# [LISTED RECORDS]
____________________

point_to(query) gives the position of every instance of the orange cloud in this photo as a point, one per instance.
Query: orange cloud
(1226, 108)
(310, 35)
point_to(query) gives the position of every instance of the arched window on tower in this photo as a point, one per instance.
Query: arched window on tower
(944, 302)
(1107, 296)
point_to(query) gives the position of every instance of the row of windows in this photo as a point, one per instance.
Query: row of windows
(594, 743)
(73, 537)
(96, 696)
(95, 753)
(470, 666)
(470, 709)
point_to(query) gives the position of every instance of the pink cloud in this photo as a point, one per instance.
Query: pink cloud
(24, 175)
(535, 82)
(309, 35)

____________________

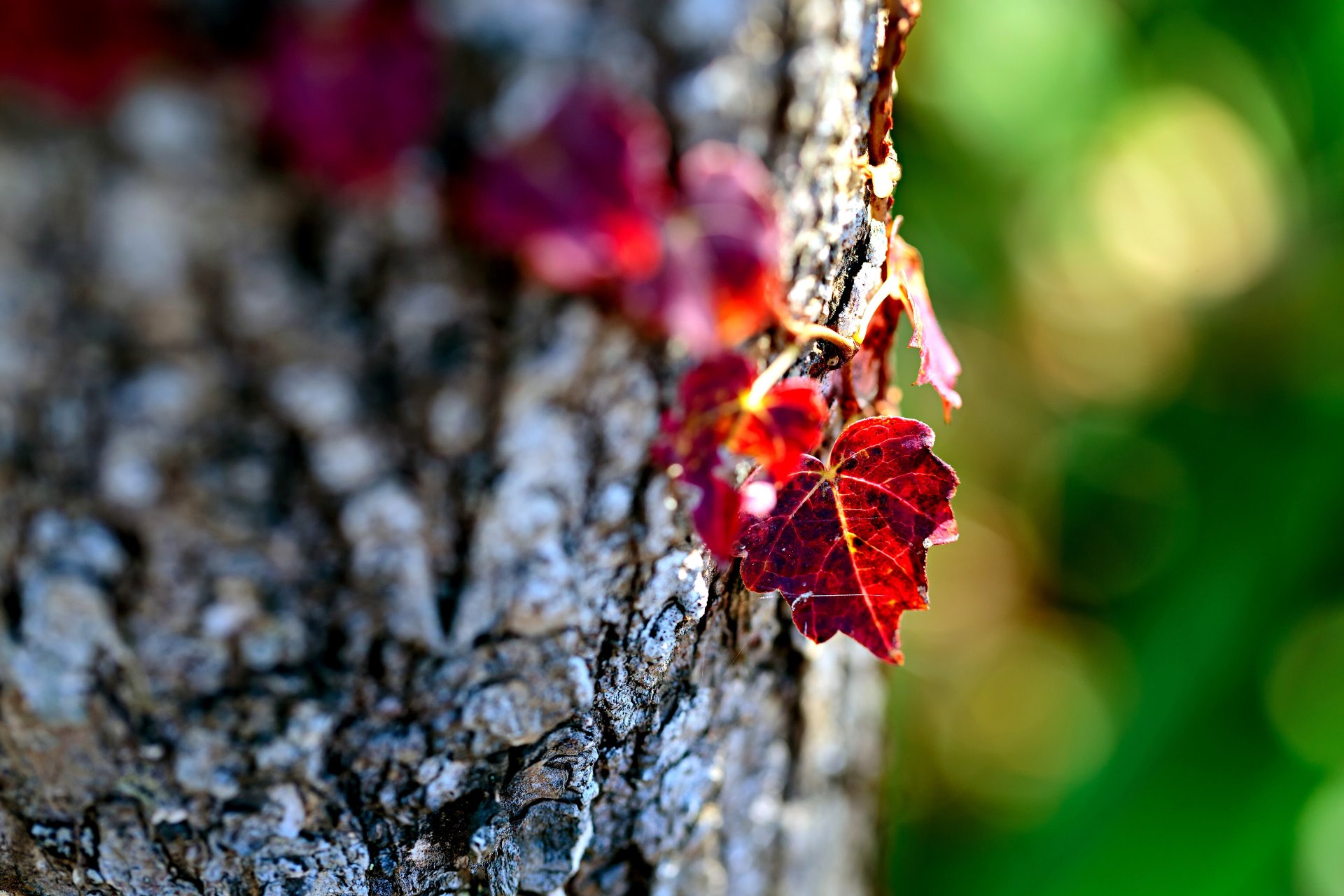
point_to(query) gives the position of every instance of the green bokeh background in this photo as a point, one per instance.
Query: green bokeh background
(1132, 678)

____________________

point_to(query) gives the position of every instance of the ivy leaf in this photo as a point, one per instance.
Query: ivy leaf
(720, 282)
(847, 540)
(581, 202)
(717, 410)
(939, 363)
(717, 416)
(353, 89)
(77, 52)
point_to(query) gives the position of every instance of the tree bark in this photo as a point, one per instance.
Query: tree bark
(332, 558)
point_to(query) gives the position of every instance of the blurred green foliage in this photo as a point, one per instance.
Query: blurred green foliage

____________________

# [DIRECTIONS FOR THIS TASK]
What lines in the data above contain the word "foliage"? Show them all.

# [EXERCISE RESULT]
point_to(query) gives the position of every instance of the blurred green foliage in this photo as a point, one per instance.
Query: blurred green foliage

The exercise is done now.